◆ Work required ◆
Could you put every line of the entries below into a numbered list, skipping blank lines and leaving out the pictures?
━━━━━━
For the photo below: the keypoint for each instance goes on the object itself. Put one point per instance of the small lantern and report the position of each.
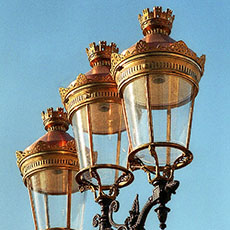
(158, 79)
(48, 167)
(95, 111)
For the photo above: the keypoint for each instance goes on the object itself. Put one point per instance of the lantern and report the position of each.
(48, 167)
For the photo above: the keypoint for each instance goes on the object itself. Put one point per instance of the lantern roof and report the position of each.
(97, 83)
(49, 149)
(156, 26)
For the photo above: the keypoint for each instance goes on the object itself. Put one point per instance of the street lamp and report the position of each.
(131, 111)
(48, 167)
(157, 81)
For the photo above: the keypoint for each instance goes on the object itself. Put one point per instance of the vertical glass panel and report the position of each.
(170, 103)
(78, 210)
(109, 138)
(80, 129)
(136, 110)
(49, 191)
(101, 125)
(171, 98)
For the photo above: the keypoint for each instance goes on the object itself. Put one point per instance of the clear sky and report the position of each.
(42, 48)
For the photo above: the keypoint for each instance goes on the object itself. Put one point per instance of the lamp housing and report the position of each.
(158, 79)
(48, 168)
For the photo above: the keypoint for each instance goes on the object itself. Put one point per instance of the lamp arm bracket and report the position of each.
(136, 219)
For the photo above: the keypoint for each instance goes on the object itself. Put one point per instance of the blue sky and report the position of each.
(42, 48)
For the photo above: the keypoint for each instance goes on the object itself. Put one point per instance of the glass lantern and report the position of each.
(158, 79)
(95, 111)
(48, 167)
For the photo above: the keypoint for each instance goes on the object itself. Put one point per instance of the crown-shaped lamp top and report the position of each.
(156, 21)
(55, 119)
(101, 54)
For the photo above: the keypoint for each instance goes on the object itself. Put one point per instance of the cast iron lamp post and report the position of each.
(146, 95)
(157, 80)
━━━━━━
◆ Correct response ◆
1. For the photo below: the keypoint for each instance goes on the object itself. Put one point per instance of the small lantern and report the position of each.
2. (158, 79)
3. (48, 167)
4. (95, 111)
5. For the photo above: the keypoint for each instance goes on the object itself. Put one point per instance of the lantern and report the position of each.
6. (48, 167)
7. For the photo above: the keypoint for each instance goes on the object itself. Put one point per instance of the lantern roof and report the position of each.
8. (97, 83)
9. (49, 149)
10. (156, 26)
11. For the photo above: the keypoint for each instance goes on the object itself. Put one point per instance of the street lamp and report the position of each.
12. (131, 111)
13. (48, 167)
14. (157, 81)
15. For the photo above: the keypoint for each instance goes on the object itself. Put one point per instance of the vertical glass panel and report the position of each.
16. (170, 103)
17. (78, 210)
18. (109, 138)
19. (80, 129)
20. (136, 110)
21. (49, 191)
22. (101, 125)
23. (171, 98)
24. For the photo above: the keypoint for each instance goes on the object itself. Put one point per instance of the clear sky and report the position of each.
25. (42, 48)
26. For the photo above: the keypoint for each instance goes on the object itself. Put one point per instance of the lamp housing and report the position of each.
27. (158, 79)
28. (48, 168)
29. For the photo above: the keypoint for each instance goes on the object itself. Put one point per instance of the lamp arm bracket and report the position of each.
30. (136, 219)
31. For the photo above: the keypoint for each instance goes on the object itself. Put one point per instance of the blue sky and report the position of each.
32. (42, 48)
33. For the photo above: the keypoint for each instance goes on the object itself. Put one point per instance of the glass lantern and report the position of each.
34. (158, 79)
35. (95, 111)
36. (48, 167)
37. For the photo above: the keypoint for each instance goes on the object itself. Put one point per instance of the crown-shaped lamp top and report the position of each.
38. (156, 21)
39. (55, 119)
40. (101, 54)
41. For the photo above: the keypoint for each instance goes on the object itself. Put one point per instance of the cast iron lamp post and report the position of each.
42. (146, 95)
43. (157, 80)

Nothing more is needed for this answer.